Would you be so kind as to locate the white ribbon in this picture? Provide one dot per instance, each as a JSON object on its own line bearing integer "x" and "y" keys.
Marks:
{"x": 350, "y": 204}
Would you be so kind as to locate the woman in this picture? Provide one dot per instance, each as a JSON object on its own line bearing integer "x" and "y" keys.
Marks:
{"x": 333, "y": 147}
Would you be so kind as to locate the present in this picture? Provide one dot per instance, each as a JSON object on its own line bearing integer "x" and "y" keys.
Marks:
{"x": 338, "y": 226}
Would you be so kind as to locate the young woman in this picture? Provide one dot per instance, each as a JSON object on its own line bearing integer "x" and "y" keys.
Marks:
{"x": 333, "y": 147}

# DESCRIPTION OF THE TASK
Take the lines from the one containing "Would you be so kind as to locate the woman" to the last line of the material above and write them out exactly.

# TASK RESULT
Would you be so kind as to locate the woman in this picture? Provide one dot per instance, each as a JSON object on its own line bearing integer "x" and "y" keys.
Marks:
{"x": 333, "y": 147}
Would you be so kind as to locate the present in this picture? Provide one dot per instance, each as a JSON object on its own line bearing integer "x" and "y" keys.
Marks:
{"x": 338, "y": 226}
Would you be so kind as to locate the young woman in this picture? Provide one dot per instance, each as a JSON object on its own line bearing integer "x" and "y" keys.
Marks:
{"x": 333, "y": 147}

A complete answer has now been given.